Exercise details: Exactly reproduce the line containing "Target: blue stripe on bowl" together with every line after it, through the end of the entries, and give nothing more.

Supplied records:
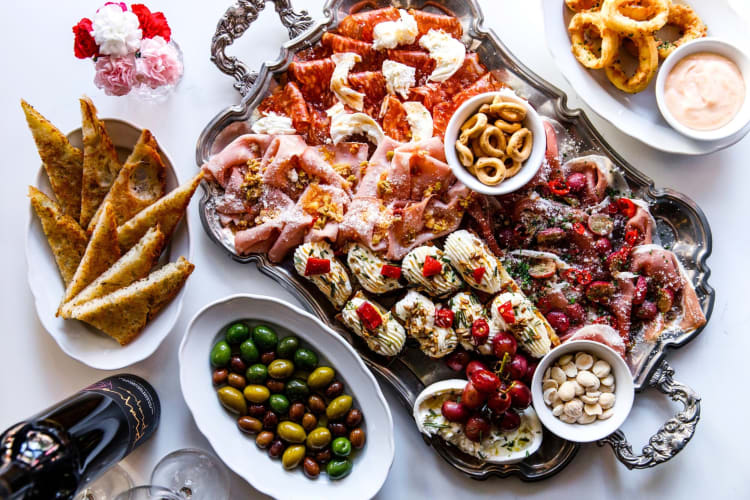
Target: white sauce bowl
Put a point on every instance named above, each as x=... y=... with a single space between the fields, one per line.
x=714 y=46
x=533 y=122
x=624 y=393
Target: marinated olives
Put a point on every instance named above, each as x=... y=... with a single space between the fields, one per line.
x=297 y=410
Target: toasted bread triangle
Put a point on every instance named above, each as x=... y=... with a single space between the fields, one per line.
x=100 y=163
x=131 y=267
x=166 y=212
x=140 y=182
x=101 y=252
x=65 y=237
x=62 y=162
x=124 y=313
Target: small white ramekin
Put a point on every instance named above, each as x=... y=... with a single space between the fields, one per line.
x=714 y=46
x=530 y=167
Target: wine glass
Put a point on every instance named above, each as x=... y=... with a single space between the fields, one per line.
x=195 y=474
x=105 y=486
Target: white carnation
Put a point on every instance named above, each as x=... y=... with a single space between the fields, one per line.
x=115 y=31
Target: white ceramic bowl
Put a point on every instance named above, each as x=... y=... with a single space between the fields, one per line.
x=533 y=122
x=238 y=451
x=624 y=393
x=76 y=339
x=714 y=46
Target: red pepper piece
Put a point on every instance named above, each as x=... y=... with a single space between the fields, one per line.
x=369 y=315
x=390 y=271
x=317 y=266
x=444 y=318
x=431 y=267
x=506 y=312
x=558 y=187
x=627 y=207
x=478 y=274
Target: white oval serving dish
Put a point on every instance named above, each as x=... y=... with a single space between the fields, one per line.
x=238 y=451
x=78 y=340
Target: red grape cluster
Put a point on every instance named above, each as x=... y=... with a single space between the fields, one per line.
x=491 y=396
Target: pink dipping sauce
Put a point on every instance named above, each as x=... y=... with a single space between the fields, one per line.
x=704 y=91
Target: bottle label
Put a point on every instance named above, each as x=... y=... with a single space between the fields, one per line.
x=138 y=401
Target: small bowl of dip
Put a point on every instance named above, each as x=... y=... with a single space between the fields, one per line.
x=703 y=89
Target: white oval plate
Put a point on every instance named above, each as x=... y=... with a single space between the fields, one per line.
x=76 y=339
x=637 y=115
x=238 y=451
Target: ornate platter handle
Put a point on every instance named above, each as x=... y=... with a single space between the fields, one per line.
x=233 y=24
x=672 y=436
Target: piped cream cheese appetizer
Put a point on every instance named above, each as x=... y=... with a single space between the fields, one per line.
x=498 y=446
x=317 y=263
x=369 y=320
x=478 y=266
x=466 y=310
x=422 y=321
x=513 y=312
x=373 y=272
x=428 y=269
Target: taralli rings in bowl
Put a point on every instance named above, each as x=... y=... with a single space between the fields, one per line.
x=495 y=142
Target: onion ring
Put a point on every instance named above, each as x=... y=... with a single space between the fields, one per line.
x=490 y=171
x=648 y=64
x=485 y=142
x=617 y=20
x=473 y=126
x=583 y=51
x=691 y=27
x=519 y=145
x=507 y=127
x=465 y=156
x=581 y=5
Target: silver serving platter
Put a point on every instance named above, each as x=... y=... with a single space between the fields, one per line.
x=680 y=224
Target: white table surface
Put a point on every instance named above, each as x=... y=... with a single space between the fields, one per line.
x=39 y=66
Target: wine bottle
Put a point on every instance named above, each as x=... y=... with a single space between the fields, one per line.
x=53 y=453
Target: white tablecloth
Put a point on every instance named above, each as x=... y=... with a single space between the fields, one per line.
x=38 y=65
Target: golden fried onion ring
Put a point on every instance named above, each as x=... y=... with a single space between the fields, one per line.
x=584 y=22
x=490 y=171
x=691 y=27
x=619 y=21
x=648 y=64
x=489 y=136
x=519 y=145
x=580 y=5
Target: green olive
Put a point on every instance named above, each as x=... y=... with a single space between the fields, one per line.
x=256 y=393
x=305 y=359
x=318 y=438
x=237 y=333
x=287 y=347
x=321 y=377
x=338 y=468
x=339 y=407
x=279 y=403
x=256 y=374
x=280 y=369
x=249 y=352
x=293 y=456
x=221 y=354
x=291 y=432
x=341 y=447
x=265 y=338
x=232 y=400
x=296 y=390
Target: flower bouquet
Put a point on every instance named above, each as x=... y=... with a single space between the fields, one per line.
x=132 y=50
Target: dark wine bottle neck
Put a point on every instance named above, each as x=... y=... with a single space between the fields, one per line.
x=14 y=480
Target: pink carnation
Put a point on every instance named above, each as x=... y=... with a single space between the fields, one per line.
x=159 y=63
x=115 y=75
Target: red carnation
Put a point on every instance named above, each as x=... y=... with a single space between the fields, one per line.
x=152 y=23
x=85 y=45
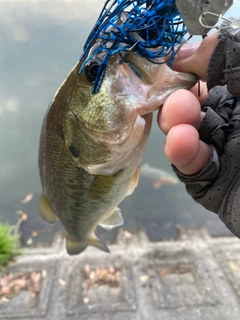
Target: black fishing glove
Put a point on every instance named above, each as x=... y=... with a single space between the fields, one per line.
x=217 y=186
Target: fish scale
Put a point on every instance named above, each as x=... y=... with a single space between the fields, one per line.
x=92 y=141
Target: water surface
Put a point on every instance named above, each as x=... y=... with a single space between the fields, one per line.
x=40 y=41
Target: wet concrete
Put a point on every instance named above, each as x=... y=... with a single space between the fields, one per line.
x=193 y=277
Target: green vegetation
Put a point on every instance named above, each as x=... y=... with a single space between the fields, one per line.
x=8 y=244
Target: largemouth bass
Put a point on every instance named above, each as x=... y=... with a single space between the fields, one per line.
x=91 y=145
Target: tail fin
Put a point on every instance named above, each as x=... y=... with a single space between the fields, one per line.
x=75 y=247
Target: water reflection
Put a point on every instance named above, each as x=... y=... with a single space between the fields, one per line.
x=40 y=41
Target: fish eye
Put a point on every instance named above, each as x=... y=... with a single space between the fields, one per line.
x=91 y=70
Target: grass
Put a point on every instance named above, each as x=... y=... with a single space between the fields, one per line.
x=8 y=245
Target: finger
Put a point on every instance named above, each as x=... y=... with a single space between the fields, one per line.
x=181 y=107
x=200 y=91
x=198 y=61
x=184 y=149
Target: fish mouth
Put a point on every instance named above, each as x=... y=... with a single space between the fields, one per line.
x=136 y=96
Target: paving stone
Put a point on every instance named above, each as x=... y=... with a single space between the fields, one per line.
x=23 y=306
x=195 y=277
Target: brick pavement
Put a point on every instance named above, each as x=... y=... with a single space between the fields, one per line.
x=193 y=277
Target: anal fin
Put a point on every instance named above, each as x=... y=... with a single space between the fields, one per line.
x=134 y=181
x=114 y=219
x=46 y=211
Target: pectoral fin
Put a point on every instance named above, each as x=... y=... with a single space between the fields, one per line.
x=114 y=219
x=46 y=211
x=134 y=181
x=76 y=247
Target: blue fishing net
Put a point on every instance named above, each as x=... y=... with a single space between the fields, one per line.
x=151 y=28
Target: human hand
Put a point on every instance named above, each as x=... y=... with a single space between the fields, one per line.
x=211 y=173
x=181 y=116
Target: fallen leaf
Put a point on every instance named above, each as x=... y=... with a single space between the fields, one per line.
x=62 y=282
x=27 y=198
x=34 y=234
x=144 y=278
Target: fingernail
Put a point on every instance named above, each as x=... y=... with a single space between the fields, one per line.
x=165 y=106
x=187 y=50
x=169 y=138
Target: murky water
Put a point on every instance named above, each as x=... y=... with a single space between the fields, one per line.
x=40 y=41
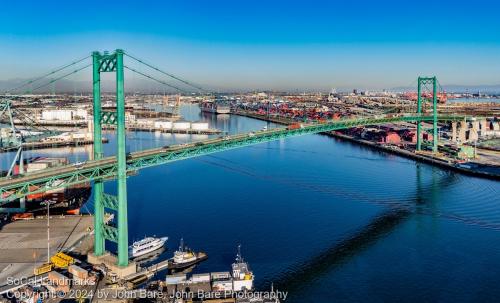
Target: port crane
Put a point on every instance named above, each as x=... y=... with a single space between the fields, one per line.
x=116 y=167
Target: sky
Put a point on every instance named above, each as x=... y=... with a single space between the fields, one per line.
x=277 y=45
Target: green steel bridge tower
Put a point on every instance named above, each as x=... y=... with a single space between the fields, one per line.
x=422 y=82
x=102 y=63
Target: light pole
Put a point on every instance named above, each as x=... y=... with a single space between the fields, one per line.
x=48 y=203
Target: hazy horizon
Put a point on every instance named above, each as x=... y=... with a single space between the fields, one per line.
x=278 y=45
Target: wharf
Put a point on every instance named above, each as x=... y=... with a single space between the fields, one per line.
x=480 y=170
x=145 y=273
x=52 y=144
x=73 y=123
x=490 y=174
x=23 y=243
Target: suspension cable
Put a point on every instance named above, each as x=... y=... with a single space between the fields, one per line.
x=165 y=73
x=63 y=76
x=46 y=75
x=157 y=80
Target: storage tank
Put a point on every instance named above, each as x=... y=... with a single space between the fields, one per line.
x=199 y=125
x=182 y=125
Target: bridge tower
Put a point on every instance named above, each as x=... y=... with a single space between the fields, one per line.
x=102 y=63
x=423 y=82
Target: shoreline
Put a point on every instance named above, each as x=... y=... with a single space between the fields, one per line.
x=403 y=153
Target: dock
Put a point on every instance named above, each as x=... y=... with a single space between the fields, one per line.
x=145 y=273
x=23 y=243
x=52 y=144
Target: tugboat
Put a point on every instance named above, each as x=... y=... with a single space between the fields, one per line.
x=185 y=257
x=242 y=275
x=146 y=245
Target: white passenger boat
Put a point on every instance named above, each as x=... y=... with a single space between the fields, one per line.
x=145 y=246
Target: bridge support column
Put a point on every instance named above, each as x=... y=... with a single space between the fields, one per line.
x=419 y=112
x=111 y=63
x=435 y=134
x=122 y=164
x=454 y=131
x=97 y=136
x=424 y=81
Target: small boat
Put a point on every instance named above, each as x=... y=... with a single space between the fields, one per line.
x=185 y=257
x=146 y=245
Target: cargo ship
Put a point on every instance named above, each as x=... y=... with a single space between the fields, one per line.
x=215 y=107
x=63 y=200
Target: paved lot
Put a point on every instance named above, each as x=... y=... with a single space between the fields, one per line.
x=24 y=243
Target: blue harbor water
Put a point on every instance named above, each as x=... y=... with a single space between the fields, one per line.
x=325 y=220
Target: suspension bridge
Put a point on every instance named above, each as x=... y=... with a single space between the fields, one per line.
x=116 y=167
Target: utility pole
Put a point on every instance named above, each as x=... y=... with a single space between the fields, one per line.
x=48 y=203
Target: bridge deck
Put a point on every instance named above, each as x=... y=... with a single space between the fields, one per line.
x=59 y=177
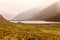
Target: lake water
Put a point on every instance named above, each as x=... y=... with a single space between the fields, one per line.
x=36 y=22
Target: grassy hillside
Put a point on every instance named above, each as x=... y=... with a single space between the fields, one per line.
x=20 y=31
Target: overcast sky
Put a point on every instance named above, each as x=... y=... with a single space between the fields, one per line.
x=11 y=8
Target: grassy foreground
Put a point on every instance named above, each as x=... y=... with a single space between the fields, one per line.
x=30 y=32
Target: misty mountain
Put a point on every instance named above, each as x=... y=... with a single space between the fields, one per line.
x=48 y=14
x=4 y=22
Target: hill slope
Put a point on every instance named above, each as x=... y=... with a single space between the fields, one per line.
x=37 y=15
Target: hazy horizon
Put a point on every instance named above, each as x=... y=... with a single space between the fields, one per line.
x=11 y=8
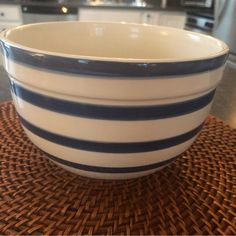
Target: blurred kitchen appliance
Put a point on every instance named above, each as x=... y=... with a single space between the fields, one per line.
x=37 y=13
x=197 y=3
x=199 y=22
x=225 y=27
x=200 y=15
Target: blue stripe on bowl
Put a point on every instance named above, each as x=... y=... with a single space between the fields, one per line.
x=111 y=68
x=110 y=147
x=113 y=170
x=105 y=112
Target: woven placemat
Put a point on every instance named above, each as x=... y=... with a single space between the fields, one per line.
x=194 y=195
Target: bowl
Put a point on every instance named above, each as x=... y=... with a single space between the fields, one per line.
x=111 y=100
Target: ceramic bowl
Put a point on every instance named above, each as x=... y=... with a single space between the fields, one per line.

Completed task:
Target: blue stripe on bowl
Put a point on every instance named above, each as x=... y=... with a single space between the fields, one per line.
x=111 y=68
x=110 y=147
x=113 y=170
x=105 y=112
Target: woven placemat
Put a point on every instance named above, each as x=... y=... with a single space between the fields, one per line.
x=194 y=195
Target: bowl
Put a point on every instance named above, each as x=... y=... with a single space between the fields, one per line.
x=111 y=100
Target: ceramic bowl
Put a point on every instance named above, each as x=... y=... with a single space between the fields, one per line.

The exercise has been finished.